### Problem details
Beginning with the line where "Objective — one dot per instance of the spire" appears, repeat every remaining line of the entries exactly, the last line included.

━━━━━━━━━━━━━━━━━━━━

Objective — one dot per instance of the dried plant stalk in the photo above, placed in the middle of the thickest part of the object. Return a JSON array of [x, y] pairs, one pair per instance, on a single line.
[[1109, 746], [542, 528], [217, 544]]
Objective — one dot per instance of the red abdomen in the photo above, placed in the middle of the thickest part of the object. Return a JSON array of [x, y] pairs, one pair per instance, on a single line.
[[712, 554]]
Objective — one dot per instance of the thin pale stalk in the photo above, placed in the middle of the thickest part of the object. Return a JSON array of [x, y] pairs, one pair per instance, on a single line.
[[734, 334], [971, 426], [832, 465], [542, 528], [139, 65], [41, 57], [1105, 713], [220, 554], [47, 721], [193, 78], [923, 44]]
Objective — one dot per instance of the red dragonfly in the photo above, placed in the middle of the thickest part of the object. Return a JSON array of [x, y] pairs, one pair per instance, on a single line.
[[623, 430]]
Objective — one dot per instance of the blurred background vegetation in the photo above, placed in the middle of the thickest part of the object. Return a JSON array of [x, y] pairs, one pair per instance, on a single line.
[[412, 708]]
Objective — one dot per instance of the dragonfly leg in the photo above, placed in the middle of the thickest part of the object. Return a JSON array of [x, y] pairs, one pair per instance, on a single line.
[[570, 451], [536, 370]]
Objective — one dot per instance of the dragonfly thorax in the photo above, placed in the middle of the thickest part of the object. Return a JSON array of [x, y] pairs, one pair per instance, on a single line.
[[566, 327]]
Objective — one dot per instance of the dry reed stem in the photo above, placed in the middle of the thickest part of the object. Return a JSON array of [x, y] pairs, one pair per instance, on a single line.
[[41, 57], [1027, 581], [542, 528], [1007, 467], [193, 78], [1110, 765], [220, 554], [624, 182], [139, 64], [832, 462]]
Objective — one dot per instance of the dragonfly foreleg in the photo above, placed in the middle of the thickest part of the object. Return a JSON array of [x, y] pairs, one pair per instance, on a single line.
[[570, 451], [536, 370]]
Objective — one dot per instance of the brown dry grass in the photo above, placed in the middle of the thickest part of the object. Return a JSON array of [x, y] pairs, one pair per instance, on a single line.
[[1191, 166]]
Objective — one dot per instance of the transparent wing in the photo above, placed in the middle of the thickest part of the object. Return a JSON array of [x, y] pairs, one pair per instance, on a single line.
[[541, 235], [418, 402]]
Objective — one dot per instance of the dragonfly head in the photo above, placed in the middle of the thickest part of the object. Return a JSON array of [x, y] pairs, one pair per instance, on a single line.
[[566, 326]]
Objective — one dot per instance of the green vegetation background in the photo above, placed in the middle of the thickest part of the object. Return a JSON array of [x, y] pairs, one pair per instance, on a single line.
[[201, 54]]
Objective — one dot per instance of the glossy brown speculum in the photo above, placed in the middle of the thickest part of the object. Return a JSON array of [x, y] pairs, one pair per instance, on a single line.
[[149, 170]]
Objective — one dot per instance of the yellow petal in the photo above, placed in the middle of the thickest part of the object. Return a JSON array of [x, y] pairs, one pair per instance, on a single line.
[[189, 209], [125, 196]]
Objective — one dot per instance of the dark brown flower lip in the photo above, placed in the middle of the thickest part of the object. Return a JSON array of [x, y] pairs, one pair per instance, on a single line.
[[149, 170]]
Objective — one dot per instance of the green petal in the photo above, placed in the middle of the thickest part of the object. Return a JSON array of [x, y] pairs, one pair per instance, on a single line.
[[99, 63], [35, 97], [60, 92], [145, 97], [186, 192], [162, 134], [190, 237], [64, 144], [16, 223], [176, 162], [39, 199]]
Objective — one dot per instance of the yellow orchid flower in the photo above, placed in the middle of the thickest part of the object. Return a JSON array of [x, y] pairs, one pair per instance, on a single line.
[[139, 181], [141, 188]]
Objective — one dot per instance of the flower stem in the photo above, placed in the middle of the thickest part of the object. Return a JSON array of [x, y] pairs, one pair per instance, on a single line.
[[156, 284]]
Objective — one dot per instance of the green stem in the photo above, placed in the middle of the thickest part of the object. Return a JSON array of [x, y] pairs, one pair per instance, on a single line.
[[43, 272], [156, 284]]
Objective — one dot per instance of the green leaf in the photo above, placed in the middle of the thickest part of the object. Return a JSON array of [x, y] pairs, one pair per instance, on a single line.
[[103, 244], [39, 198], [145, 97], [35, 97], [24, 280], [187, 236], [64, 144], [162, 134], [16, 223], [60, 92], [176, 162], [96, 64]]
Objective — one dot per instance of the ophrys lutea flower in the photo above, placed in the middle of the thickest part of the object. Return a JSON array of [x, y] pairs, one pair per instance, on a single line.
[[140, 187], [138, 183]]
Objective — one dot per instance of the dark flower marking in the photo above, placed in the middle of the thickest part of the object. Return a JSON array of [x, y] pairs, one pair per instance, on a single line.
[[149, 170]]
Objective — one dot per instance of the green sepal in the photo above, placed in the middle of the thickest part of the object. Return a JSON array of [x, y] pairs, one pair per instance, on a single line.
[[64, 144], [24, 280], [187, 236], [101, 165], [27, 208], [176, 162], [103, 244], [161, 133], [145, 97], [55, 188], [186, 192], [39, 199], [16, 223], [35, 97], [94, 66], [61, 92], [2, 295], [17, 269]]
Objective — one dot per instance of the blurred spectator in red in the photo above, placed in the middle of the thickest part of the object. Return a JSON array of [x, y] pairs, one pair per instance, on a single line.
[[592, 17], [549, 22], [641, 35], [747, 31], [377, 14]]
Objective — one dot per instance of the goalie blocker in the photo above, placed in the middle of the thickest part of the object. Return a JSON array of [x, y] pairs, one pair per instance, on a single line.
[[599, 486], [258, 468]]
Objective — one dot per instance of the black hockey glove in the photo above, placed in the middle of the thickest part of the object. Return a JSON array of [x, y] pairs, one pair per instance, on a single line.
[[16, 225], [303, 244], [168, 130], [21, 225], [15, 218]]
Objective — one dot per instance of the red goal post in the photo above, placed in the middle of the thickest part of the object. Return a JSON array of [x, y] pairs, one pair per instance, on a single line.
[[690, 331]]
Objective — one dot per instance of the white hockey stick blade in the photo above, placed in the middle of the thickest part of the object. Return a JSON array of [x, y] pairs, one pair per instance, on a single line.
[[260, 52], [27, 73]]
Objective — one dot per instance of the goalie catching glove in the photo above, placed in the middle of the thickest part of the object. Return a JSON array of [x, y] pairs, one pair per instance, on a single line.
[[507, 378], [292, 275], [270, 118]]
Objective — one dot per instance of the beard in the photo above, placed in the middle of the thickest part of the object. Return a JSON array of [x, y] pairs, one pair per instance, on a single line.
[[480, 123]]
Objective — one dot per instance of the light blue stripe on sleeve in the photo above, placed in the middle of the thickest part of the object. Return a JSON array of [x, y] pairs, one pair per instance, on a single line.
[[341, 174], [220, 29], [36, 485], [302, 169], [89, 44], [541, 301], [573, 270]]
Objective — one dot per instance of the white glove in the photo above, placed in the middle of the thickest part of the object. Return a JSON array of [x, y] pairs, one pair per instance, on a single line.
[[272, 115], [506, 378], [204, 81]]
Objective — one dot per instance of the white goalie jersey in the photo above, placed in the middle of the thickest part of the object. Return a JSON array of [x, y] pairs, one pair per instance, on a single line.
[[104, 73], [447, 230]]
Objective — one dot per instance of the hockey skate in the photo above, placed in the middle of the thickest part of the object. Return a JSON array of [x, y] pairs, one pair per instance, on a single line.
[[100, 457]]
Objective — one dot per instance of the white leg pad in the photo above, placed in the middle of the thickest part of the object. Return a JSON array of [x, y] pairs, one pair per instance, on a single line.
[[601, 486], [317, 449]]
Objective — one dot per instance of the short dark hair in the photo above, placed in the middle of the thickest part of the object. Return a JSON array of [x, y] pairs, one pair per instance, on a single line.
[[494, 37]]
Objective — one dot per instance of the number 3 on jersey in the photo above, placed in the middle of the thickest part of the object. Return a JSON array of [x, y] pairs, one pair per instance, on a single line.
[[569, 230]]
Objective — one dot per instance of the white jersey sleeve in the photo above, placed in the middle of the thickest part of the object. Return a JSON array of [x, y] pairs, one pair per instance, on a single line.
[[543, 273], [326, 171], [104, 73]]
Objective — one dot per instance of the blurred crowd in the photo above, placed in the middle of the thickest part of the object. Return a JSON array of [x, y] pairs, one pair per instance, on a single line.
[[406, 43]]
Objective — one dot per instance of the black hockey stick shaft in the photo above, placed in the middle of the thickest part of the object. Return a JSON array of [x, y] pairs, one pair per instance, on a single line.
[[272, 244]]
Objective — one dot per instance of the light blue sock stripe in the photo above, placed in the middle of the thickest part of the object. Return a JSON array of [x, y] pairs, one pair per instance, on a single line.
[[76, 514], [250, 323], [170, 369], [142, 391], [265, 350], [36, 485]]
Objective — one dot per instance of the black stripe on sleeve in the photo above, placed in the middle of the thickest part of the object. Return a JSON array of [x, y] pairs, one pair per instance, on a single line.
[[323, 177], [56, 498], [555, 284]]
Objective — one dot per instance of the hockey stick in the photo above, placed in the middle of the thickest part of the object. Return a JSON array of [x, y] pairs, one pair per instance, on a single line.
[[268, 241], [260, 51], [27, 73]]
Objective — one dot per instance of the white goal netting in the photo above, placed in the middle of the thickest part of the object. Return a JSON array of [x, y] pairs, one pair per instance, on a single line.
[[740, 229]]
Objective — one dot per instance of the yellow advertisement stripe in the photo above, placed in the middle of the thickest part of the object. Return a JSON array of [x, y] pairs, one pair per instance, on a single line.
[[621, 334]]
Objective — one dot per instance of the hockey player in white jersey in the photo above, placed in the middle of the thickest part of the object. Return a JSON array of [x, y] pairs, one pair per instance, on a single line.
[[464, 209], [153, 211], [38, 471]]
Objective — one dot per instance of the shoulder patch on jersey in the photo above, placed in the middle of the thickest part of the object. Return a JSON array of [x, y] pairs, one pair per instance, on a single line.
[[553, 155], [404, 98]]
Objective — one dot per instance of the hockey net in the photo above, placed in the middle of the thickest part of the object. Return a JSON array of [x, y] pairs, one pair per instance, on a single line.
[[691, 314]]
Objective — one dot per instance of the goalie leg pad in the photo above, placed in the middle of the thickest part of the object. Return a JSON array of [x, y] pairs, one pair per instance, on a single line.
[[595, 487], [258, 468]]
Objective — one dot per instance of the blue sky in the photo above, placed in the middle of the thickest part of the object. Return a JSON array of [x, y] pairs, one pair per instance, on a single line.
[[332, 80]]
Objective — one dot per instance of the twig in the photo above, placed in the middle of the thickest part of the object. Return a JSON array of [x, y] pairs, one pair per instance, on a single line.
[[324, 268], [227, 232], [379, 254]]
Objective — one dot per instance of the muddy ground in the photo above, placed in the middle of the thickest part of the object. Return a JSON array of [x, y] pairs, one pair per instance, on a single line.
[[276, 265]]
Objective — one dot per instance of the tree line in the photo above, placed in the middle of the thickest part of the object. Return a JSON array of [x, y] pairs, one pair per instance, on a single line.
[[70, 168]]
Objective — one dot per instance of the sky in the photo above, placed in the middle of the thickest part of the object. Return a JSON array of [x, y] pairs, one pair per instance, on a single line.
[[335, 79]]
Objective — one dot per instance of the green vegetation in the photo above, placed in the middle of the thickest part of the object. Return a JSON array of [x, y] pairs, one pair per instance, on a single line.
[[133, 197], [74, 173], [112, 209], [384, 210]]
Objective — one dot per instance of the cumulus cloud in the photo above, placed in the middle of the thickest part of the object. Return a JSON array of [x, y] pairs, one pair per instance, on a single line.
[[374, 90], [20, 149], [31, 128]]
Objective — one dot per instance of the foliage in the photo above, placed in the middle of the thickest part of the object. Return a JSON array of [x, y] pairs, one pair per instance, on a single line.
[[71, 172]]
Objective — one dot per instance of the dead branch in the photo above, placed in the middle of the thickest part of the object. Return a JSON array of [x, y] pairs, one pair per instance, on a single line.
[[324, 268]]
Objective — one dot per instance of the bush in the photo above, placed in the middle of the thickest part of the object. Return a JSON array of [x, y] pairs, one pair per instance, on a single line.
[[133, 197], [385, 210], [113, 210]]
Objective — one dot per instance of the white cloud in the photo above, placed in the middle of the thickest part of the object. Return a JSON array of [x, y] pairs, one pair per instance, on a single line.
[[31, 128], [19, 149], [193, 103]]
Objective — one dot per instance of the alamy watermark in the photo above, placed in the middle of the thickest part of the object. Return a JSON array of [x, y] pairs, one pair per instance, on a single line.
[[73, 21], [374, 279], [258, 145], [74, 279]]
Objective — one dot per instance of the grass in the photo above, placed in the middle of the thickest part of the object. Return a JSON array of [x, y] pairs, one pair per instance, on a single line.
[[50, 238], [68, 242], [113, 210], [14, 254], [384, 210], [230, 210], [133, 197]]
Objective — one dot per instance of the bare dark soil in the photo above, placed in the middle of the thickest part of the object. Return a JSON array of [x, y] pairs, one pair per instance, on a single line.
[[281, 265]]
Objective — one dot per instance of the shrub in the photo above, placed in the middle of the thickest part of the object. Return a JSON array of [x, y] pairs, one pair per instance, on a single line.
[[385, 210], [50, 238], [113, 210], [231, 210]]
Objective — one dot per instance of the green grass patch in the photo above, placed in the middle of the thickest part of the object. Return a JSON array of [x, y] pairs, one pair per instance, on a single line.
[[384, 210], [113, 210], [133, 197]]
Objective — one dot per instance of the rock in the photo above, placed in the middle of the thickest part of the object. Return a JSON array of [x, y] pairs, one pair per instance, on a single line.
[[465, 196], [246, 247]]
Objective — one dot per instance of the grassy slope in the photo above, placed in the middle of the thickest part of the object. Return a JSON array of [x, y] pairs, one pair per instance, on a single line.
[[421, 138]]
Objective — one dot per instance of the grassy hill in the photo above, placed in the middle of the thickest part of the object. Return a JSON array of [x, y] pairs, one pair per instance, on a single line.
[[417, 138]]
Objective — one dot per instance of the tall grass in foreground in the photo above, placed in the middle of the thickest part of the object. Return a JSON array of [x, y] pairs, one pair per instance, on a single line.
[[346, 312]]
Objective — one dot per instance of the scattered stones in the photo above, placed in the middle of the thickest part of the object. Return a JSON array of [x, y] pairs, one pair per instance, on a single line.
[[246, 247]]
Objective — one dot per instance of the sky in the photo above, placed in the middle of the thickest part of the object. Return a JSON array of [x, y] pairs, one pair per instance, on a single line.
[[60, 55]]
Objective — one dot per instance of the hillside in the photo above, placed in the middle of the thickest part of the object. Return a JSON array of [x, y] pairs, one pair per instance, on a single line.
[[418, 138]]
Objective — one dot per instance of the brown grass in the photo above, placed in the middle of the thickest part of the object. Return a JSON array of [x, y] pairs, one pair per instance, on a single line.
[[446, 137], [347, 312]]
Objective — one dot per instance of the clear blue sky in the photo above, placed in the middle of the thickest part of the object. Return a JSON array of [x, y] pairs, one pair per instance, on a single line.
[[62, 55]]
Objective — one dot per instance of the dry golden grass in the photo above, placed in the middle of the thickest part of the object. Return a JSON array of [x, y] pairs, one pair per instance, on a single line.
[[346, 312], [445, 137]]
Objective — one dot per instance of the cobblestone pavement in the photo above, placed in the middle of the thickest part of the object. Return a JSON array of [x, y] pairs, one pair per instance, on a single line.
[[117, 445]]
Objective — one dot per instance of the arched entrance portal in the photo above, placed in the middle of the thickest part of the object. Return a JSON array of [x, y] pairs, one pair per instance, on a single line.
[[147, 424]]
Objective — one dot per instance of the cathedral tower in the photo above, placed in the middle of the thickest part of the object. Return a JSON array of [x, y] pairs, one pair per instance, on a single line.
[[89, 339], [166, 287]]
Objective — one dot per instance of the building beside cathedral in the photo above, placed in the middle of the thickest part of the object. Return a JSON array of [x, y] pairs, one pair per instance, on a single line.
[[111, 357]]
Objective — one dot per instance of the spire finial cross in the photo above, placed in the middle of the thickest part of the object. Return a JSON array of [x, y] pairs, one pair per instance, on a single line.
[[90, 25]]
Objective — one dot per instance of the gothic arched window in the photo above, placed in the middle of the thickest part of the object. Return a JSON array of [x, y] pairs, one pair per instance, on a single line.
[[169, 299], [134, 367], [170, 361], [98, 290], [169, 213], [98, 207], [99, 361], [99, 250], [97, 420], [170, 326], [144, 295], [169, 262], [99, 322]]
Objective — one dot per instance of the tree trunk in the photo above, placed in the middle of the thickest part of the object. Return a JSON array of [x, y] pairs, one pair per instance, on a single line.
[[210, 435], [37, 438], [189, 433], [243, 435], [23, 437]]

━━━━━━━━━━━━━━━━━━━━

### Answer box
Objective — one dot per instance of the spire finial cross in the photo above, placed in the middle of the thickest part of the object. Return a JSON array of [x, y] pairs, one pair per instance, on a single line.
[[90, 25]]
Objective — one dot per instance of the gothic arched window in the photo above, placed in the middle of the thickest part of the object. Return a JSON array of [x, y] pairs, one pair per instance, on a single line.
[[169, 299], [134, 367], [170, 361], [98, 290], [169, 213], [98, 207], [99, 361], [99, 250], [97, 420], [170, 326], [144, 295], [169, 262], [99, 322]]
Objective — one dot per instance of the tree trunk in the photo above, placed in the middle of the thickest part of the object. Return a JSON array of [x, y] pairs, one pair per instance, on a single line.
[[210, 435], [37, 438], [189, 433], [243, 435], [23, 437]]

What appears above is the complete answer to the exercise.